MATERIAL PROVIDED:
● ● ● ● ● ● ●

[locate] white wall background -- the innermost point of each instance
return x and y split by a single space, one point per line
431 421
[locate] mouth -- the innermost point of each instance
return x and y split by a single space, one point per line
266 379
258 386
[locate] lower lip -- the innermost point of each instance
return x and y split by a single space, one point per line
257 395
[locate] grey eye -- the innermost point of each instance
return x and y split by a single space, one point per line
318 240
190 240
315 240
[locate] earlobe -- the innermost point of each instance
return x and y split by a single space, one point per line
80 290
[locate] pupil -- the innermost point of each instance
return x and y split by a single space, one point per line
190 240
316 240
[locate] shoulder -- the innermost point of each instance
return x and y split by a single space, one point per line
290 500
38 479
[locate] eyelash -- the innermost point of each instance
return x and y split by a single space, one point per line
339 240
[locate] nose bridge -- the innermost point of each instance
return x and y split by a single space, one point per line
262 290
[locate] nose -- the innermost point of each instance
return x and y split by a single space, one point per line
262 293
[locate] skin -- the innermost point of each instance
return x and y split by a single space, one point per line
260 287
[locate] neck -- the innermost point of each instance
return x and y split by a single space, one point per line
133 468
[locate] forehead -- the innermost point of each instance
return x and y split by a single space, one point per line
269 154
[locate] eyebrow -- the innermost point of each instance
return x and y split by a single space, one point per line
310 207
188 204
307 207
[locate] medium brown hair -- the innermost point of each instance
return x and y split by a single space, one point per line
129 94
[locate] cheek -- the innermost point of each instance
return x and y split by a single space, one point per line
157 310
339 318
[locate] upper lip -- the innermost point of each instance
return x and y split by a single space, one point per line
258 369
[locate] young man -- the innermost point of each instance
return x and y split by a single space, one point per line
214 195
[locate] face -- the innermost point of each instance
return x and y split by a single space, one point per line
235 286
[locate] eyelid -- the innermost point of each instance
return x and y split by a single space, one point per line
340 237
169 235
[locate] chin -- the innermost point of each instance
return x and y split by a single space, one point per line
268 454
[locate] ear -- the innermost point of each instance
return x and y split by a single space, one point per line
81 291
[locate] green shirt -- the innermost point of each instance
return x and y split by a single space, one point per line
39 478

● ● ● ● ● ● ●

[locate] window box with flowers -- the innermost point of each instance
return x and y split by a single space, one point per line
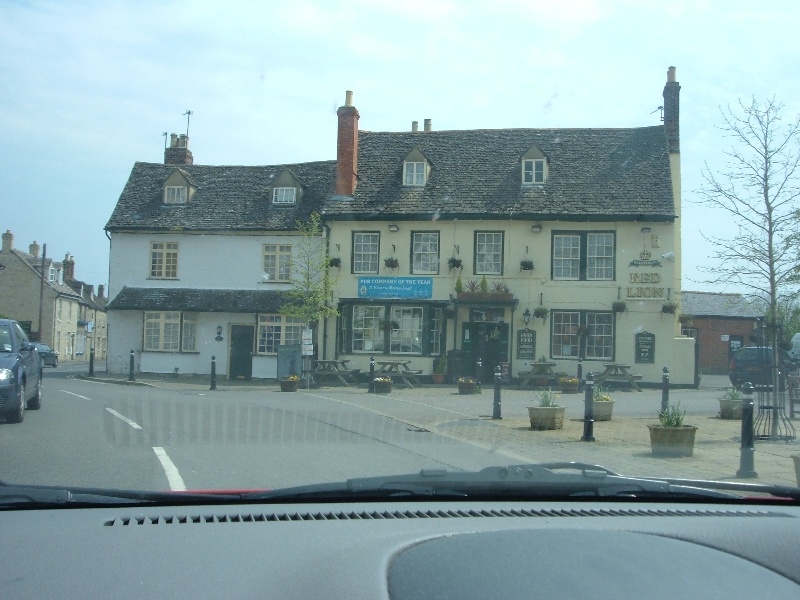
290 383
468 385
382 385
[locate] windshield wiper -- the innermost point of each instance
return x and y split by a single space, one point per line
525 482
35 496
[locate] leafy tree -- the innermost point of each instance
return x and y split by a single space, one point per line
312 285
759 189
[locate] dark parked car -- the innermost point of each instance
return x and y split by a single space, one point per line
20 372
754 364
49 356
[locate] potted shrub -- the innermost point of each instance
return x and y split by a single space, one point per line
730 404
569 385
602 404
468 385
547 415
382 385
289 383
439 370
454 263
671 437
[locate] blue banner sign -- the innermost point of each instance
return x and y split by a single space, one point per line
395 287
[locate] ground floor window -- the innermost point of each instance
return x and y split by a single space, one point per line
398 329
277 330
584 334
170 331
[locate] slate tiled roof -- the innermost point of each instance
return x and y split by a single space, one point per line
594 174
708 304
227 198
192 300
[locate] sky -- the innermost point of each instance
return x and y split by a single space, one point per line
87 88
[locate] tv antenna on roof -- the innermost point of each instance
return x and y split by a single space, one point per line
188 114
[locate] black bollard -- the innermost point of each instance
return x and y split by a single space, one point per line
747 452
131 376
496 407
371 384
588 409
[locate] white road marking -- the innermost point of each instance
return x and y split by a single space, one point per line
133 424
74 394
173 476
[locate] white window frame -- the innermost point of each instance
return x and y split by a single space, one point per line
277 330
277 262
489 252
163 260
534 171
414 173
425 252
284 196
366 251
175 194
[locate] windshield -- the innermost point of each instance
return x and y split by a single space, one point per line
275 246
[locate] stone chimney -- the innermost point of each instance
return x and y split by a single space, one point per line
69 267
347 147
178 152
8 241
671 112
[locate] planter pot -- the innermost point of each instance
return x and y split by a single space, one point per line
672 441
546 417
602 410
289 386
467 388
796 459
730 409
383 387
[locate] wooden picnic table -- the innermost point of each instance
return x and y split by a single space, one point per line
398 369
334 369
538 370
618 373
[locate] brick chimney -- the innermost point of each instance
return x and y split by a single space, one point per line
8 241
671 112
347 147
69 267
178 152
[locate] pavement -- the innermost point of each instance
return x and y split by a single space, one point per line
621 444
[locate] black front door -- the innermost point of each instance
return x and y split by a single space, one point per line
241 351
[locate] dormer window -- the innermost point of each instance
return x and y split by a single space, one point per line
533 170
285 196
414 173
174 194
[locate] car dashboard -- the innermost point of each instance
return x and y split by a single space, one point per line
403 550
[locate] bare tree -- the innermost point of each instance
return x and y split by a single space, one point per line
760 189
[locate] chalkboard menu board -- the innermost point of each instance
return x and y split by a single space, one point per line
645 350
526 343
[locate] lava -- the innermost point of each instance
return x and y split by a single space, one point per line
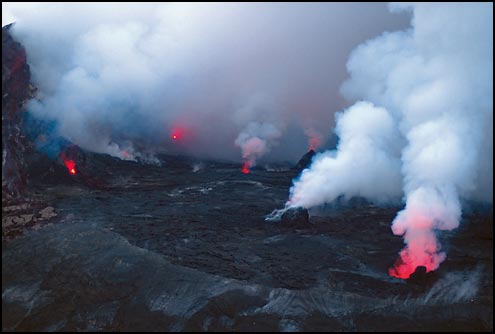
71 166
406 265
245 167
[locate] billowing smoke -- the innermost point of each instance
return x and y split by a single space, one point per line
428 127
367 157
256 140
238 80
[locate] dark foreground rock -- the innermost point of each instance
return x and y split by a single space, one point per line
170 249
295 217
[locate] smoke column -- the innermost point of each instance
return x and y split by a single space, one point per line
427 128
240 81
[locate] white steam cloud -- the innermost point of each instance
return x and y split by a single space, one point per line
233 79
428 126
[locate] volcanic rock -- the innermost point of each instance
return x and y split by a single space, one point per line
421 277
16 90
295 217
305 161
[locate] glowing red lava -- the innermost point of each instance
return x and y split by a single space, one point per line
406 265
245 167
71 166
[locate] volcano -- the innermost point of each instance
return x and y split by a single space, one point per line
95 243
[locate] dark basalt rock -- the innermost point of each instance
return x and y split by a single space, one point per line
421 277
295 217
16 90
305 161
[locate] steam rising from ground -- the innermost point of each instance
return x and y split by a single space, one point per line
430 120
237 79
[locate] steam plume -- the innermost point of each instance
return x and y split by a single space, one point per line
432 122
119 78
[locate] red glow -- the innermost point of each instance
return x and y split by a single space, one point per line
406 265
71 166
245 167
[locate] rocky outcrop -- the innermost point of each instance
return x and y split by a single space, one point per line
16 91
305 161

● ● ● ● ● ● ●

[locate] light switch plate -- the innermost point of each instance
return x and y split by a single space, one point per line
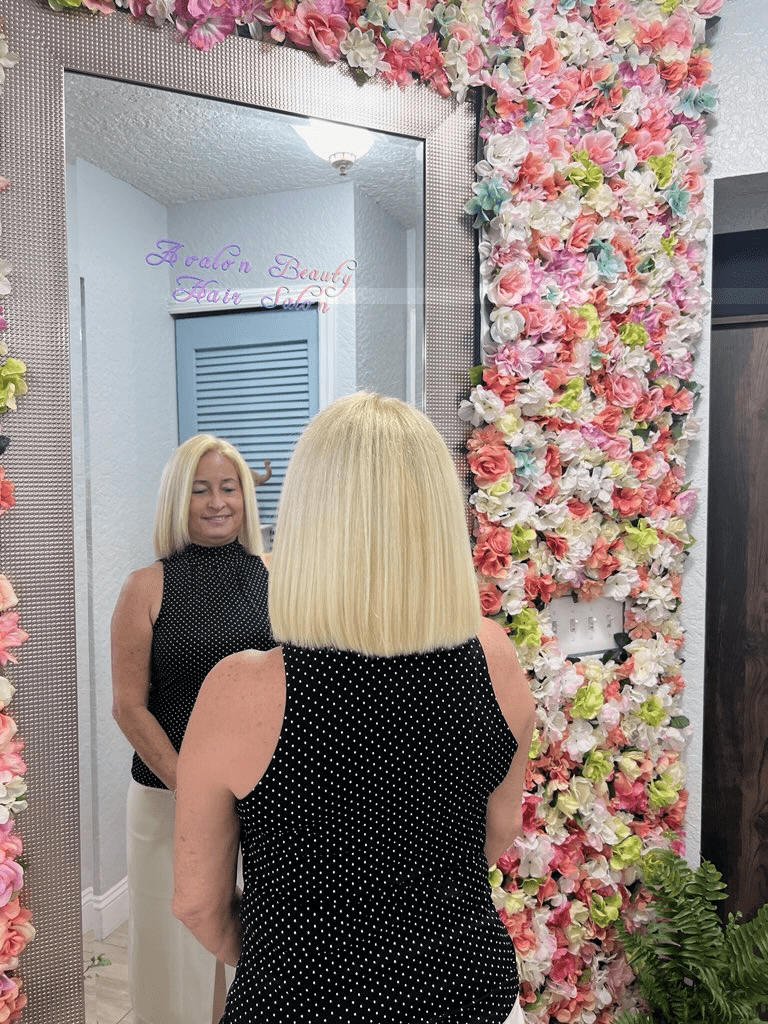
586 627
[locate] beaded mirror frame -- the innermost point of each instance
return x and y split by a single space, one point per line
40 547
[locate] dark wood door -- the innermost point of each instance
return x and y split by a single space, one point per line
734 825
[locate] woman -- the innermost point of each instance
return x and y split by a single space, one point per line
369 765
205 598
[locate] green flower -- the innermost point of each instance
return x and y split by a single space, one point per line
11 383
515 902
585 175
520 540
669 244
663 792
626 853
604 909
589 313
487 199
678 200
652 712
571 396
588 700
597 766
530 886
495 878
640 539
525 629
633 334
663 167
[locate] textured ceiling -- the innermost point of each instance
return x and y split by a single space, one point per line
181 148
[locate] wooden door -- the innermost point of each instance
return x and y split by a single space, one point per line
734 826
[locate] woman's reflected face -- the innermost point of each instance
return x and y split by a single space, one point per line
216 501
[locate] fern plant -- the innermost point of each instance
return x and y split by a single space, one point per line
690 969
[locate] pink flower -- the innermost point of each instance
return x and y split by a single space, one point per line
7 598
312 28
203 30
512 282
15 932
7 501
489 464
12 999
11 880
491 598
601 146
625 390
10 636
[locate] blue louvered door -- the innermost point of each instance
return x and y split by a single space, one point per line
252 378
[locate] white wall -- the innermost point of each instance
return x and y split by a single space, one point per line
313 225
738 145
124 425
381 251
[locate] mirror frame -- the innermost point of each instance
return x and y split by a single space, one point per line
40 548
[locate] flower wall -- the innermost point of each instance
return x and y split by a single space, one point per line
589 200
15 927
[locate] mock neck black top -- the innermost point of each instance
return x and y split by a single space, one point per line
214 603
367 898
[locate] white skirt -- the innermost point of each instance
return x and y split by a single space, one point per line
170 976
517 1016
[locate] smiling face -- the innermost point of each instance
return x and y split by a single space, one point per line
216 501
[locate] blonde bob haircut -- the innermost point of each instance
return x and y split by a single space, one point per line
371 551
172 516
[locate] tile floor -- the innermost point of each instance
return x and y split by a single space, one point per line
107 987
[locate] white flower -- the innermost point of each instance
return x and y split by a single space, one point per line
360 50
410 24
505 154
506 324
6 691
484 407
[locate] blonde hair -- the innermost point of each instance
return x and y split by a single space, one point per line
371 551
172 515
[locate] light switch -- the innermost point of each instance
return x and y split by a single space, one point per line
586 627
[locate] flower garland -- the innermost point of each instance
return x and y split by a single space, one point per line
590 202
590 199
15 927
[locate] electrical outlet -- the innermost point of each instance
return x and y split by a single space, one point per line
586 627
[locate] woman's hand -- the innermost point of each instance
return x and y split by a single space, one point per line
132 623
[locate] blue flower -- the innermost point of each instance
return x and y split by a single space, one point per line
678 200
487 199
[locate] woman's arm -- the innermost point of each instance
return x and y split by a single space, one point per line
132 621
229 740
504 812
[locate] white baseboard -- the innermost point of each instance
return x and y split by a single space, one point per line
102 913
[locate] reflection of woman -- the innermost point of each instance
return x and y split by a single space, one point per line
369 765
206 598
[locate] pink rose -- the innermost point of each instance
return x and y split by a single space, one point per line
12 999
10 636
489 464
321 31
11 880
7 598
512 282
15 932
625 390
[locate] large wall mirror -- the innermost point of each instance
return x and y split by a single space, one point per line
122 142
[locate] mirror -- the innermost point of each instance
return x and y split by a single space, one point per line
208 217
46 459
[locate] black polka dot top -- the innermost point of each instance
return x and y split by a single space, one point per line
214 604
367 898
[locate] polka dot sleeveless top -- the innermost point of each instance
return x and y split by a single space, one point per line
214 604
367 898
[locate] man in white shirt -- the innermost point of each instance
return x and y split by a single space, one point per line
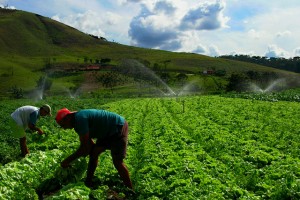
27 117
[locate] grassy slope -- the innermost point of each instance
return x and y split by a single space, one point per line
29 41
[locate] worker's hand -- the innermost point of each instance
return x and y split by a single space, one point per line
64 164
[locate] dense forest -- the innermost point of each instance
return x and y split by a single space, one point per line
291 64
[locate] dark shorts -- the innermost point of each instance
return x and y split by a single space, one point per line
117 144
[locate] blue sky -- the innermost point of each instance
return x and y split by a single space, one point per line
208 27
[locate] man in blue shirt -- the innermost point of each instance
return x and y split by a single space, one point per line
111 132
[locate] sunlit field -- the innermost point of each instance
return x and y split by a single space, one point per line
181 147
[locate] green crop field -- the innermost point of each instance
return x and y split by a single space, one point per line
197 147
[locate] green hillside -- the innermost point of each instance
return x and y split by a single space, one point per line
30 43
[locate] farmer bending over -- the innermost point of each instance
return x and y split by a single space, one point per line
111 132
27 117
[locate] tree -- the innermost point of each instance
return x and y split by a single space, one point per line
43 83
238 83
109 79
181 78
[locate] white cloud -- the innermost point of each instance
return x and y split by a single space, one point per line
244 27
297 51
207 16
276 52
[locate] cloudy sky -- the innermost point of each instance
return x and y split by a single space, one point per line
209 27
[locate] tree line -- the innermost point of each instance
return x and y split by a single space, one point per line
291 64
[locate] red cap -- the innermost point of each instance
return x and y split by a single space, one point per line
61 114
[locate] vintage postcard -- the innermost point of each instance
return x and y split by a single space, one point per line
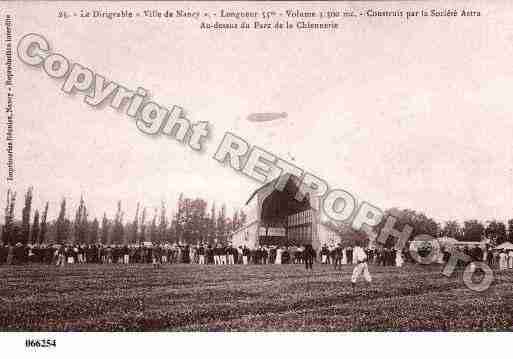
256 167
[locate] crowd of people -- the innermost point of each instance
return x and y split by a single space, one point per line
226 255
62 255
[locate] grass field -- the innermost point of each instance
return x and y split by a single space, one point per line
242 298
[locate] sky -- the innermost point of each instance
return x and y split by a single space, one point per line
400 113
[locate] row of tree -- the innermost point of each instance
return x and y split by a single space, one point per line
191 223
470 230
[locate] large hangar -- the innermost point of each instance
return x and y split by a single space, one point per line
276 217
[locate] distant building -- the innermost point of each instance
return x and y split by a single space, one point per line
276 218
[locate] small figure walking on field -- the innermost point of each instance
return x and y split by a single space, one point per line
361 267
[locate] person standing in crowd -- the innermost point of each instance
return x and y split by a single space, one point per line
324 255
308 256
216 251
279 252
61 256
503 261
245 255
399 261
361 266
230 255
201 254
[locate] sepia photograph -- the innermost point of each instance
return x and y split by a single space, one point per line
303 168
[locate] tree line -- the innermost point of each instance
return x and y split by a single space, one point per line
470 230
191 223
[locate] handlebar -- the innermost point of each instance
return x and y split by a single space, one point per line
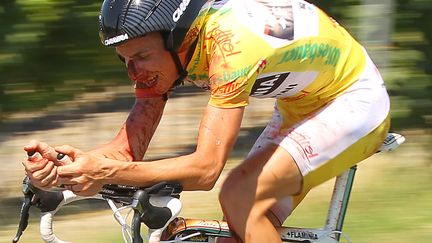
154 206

● ● ● ● ● ● ●

EXERCISE DESCRIPTION:
Pick out every line of the records that contains the word "smoke", and copy each one in full. Case counts.

RESULT:
[locate] billowing smoke -- the innermost point of each instance
[locate] smoke column -- the innermost point of each instance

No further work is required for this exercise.